Source extract ->
↓↓↓
ColumnsThe Seeker

Look Into my Crystal Bowl

Katie Grant

Feeling more burnt-out than usual, I recently sojourned to the mountains for three days of meditation, yoga and sound healing facilitated by The Meditation Room in Cornelius and hosted by The Prama Institute & Wellness Center. With over a decade of experience practicing yoga and two years of teaching under my mat, it may come as a surprise that this was my first yoga retreat, but as Iyanla Vanzant says, everything happens when it needs to happen.
The weekend agenda was abound with new-age healing modalities, including a full moon yoga practice, tarot card reading and crystal singing bowl sound healing.

That may sound like a jumble of random words pulled from a dictionary, but it’s a thing, I promise. CSBSH is based on vibrational frequencies that affect us on a cellular level because a majority of the human adult body is water, which makes our bodies intense conductors of sound, our facilitator explained. According to H.H. Mitchell in the Journal of Biological Chemistry 158, the brain and heart are composed of 73% water, the lungs 83%, the skin 64%, muscles and kidneys 79% and even the bones are watery at 31%.
↑↑↑
Entries supplied ->
↓↓↓
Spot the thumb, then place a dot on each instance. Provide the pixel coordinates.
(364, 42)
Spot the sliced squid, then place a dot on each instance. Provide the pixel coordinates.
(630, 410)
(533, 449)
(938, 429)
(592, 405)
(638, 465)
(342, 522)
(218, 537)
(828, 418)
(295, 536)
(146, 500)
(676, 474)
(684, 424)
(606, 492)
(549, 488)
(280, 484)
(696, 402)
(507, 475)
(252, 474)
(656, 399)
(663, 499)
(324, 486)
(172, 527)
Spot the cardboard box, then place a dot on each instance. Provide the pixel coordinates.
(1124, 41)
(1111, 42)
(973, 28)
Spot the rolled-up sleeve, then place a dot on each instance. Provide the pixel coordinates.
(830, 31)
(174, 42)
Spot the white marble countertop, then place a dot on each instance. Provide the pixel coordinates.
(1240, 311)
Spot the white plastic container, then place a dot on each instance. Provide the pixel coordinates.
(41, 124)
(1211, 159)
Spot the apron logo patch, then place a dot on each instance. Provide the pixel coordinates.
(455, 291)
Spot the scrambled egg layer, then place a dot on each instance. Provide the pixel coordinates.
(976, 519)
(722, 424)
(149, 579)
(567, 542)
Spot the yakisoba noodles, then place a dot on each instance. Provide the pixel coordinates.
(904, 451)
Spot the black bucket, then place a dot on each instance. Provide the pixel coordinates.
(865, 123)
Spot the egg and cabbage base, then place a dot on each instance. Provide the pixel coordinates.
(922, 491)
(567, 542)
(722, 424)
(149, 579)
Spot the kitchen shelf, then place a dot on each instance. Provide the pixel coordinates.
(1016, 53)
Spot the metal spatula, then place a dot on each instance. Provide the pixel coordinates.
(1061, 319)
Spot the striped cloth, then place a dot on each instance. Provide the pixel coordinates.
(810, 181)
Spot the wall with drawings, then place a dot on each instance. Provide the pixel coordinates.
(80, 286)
↑↑↑
Work request A ->
Do these statements agree with the column about the yoga retreat? Answer yes or no for each, quoting the words of the column that decide it.
(i) The retreat was hosted by The Meditation Room in Cornelius.
(ii) The writer has two years of experience teaching yoga.
(iii) The figures cited put the water content of the lungs at 83%.
Work request B -> According to the figures in the column about the yoga retreat, what percentage of the bones is water?

Expected answer A ->
(i) No: "facilitated by The Meditation Room in Cornelius and hosted by The Prama Institute & Wellness Center"
(ii) Yes: "two years of teaching under my mat"
(iii) Yes: "the lungs 83%"

Expected answer B -> 31%